Each record below needs to be set down again exactly.

→ **RECORDS SUPPLIED**

■ ■ ■ ■ ■

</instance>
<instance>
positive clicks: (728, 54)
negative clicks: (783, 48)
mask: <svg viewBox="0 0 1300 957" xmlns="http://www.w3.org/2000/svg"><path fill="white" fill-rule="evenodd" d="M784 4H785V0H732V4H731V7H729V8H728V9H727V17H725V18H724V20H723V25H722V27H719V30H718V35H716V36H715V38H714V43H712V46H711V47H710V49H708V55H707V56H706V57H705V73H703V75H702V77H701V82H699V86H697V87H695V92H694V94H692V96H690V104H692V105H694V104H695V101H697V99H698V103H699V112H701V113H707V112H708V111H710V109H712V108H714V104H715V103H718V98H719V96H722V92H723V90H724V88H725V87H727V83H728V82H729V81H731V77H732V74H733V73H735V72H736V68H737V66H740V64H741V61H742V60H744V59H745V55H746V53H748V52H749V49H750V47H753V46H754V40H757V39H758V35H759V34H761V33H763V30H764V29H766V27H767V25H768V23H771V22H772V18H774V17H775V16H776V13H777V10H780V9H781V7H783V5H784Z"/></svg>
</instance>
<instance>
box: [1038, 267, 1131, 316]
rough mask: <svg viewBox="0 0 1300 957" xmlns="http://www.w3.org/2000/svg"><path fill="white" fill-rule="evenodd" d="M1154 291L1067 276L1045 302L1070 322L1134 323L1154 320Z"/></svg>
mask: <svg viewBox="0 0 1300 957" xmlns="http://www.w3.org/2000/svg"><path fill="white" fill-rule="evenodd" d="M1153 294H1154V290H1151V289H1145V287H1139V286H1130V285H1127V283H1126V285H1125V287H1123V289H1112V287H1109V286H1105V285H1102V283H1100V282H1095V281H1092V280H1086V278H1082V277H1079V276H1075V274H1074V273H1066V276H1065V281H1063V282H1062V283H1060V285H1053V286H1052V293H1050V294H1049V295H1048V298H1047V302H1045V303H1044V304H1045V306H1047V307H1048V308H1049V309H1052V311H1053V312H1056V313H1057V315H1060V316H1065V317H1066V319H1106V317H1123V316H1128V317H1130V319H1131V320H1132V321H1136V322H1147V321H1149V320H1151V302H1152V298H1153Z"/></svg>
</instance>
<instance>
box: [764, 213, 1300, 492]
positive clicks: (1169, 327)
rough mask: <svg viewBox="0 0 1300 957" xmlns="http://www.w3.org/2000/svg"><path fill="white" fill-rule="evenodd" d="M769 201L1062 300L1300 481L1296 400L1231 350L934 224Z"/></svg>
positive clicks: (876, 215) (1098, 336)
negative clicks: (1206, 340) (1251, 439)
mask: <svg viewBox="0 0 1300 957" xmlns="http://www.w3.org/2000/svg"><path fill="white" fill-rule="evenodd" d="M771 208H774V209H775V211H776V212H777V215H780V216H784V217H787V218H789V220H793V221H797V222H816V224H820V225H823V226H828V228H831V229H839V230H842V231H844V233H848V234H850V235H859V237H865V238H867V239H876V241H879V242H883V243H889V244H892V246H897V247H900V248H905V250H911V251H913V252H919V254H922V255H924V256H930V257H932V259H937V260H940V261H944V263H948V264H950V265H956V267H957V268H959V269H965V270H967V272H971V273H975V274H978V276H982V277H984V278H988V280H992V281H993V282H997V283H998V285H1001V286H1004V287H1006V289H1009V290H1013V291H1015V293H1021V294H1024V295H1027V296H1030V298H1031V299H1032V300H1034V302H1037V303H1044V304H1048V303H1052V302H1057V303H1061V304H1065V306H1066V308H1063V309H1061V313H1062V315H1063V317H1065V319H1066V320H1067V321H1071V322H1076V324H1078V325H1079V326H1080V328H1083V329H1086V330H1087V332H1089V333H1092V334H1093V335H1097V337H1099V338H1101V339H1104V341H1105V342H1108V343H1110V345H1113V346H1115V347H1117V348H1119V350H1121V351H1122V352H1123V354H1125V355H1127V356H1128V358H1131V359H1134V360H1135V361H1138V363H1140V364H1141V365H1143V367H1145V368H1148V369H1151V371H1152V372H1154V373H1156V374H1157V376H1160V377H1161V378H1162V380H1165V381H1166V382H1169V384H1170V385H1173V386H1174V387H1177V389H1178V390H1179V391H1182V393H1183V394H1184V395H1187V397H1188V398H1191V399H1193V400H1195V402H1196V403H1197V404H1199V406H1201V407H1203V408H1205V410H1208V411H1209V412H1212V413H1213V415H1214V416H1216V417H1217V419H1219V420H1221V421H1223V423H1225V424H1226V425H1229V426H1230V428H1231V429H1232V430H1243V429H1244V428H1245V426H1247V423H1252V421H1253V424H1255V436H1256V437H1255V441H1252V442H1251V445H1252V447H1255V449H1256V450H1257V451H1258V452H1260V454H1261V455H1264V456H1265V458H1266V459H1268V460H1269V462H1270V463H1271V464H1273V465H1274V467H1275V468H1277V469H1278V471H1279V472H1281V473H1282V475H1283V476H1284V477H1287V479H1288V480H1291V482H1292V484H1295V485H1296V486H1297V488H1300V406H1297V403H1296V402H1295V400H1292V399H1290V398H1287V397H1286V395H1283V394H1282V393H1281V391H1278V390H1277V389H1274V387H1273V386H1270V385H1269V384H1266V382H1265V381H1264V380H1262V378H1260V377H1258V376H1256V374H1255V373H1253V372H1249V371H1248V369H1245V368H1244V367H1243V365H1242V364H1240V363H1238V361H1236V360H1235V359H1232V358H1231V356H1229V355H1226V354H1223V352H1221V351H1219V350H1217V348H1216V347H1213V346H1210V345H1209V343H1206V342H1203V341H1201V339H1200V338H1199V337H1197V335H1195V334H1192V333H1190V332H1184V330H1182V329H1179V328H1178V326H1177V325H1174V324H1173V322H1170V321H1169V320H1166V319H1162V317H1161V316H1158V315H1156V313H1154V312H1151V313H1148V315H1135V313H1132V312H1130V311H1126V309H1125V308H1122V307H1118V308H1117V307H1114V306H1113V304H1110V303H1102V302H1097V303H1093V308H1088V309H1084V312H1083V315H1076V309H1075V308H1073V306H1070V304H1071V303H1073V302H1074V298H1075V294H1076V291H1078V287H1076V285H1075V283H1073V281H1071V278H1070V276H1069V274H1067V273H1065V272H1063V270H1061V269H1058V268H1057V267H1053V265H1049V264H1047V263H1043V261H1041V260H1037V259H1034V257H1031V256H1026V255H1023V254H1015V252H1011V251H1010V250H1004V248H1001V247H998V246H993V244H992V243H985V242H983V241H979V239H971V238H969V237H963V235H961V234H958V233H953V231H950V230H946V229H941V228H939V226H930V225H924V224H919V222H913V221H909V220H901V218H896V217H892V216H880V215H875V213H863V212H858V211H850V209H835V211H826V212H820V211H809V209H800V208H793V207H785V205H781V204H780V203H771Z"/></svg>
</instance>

■ ■ ■ ■ ■

→ **ANSWER BOX**
</instance>
<instance>
positive clicks: (728, 54)
negative clicks: (783, 48)
mask: <svg viewBox="0 0 1300 957" xmlns="http://www.w3.org/2000/svg"><path fill="white" fill-rule="evenodd" d="M784 4H785V0H732V4H731V7H729V8H728V9H727V17H725V18H724V20H723V25H722V27H719V30H718V35H716V36H715V38H714V43H712V46H711V47H710V49H708V55H707V56H706V57H705V73H703V75H702V77H701V82H699V86H697V87H695V92H694V94H692V96H690V104H692V105H694V104H695V101H697V99H698V103H699V112H701V113H707V112H708V111H710V109H712V108H714V104H715V103H718V98H719V96H722V92H723V90H724V88H725V87H727V83H728V82H729V81H731V77H732V74H733V73H735V72H736V68H737V66H740V64H741V61H742V60H744V59H745V55H746V53H748V52H749V49H750V47H753V46H754V40H757V39H758V35H759V34H761V33H763V30H764V29H766V27H767V25H768V23H771V22H772V18H774V17H775V16H776V13H777V10H780V9H781V7H783V5H784Z"/></svg>
</instance>
<instance>
box: [1038, 267, 1131, 316]
rough mask: <svg viewBox="0 0 1300 957" xmlns="http://www.w3.org/2000/svg"><path fill="white" fill-rule="evenodd" d="M1154 291L1067 276L1045 302L1070 322L1134 323L1154 320Z"/></svg>
mask: <svg viewBox="0 0 1300 957" xmlns="http://www.w3.org/2000/svg"><path fill="white" fill-rule="evenodd" d="M1153 294H1154V290H1151V289H1145V287H1139V286H1130V285H1127V283H1126V285H1125V287H1123V289H1112V287H1109V286H1105V285H1102V283H1100V282H1095V281H1092V280H1086V278H1082V277H1079V276H1075V274H1074V273H1066V276H1065V281H1063V282H1062V283H1060V285H1053V286H1052V293H1050V294H1049V295H1048V298H1047V302H1045V303H1044V304H1045V306H1047V307H1048V308H1049V309H1052V311H1053V312H1056V313H1057V315H1060V316H1065V317H1066V319H1106V317H1123V316H1128V317H1130V319H1131V320H1132V321H1136V322H1147V321H1149V320H1151V302H1152V298H1153Z"/></svg>
</instance>
<instance>
box: [764, 213, 1300, 492]
positive clicks: (1169, 327)
rough mask: <svg viewBox="0 0 1300 957" xmlns="http://www.w3.org/2000/svg"><path fill="white" fill-rule="evenodd" d="M769 201L1062 300L1300 481L1296 400L1231 350L934 224Z"/></svg>
positive clicks: (876, 215) (1098, 336)
negative clicks: (1206, 340) (1251, 439)
mask: <svg viewBox="0 0 1300 957" xmlns="http://www.w3.org/2000/svg"><path fill="white" fill-rule="evenodd" d="M771 208H774V209H775V211H776V212H777V215H780V216H784V217H787V218H789V220H793V221H797V222H816V224H820V225H823V226H828V228H831V229H839V230H842V231H844V233H848V234H850V235H859V237H865V238H867V239H876V241H879V242H883V243H889V244H892V246H897V247H900V248H905V250H911V251H913V252H919V254H922V255H924V256H930V257H932V259H937V260H940V261H944V263H948V264H950V265H956V267H957V268H959V269H965V270H967V272H971V273H975V274H978V276H982V277H984V278H988V280H992V281H993V282H997V283H998V285H1001V286H1004V287H1006V289H1009V290H1013V291H1015V293H1021V294H1024V295H1027V296H1030V298H1031V299H1032V300H1034V302H1037V303H1044V304H1048V303H1052V302H1057V303H1061V304H1065V306H1066V308H1063V309H1061V313H1062V315H1063V317H1065V319H1066V320H1067V321H1071V322H1076V324H1078V325H1079V326H1080V328H1083V329H1086V330H1087V332H1089V333H1092V334H1093V335H1097V337H1099V338H1101V339H1104V341H1105V342H1108V343H1110V345H1113V346H1115V347H1117V348H1119V350H1121V351H1122V352H1123V354H1125V355H1127V356H1128V358H1131V359H1134V360H1135V361H1138V363H1140V364H1141V365H1143V367H1145V368H1148V369H1151V371H1152V372H1154V373H1156V374H1157V376H1160V377H1161V378H1162V380H1165V381H1166V382H1169V384H1170V385H1173V386H1174V387H1177V389H1178V390H1179V391H1182V393H1183V394H1184V395H1187V397H1188V398H1191V399H1193V400H1195V402H1196V403H1197V404H1199V406H1201V407H1203V408H1205V410H1208V411H1209V412H1212V413H1213V415H1214V416H1216V417H1217V419H1219V420H1221V421H1223V423H1225V424H1226V425H1229V426H1230V428H1231V429H1232V430H1243V429H1244V428H1245V426H1247V423H1252V421H1253V424H1255V436H1256V437H1255V441H1252V442H1251V445H1252V447H1255V449H1256V450H1257V451H1258V452H1260V454H1261V455H1264V456H1265V458H1266V459H1268V460H1269V462H1270V463H1271V464H1273V465H1274V467H1275V468H1277V469H1278V471H1279V472H1281V473H1282V475H1283V476H1284V477H1287V479H1288V480H1291V482H1292V484H1295V485H1296V486H1297V488H1300V406H1297V403H1296V402H1295V400H1292V399H1290V398H1287V397H1286V395H1283V394H1282V393H1281V391H1278V390H1277V389H1274V387H1273V386H1270V385H1269V384H1266V382H1265V381H1264V380H1262V378H1260V377H1258V376H1256V374H1255V373H1253V372H1249V371H1248V369H1245V368H1244V367H1243V365H1242V364H1240V363H1238V361H1236V360H1235V359H1232V358H1231V356H1229V355H1226V354H1223V352H1221V351H1219V350H1217V348H1216V347H1213V346H1210V345H1209V343H1206V342H1203V341H1201V339H1200V338H1199V337H1197V335H1195V334H1192V333H1190V332H1184V330H1182V329H1179V328H1178V326H1177V325H1174V324H1173V322H1170V321H1169V320H1166V319H1162V317H1161V316H1158V315H1156V313H1154V312H1151V313H1148V315H1135V313H1132V312H1130V311H1126V309H1125V308H1122V307H1118V308H1117V307H1114V306H1113V304H1110V303H1102V302H1097V303H1093V308H1088V309H1084V312H1083V315H1076V309H1075V308H1073V306H1070V304H1071V303H1073V302H1074V298H1075V294H1076V291H1078V287H1076V285H1075V283H1073V281H1071V278H1070V276H1069V274H1067V273H1065V272H1063V270H1061V269H1058V268H1057V267H1053V265H1049V264H1047V263H1043V261H1041V260H1037V259H1034V257H1031V256H1026V255H1023V254H1015V252H1011V251H1010V250H1004V248H1001V247H998V246H993V244H992V243H985V242H983V241H979V239H971V238H969V237H963V235H961V234H958V233H953V231H950V230H946V229H941V228H939V226H930V225H924V224H919V222H913V221H909V220H901V218H896V217H892V216H880V215H875V213H863V212H858V211H850V209H835V211H826V212H820V211H809V209H800V208H793V207H785V205H781V204H780V203H771Z"/></svg>
</instance>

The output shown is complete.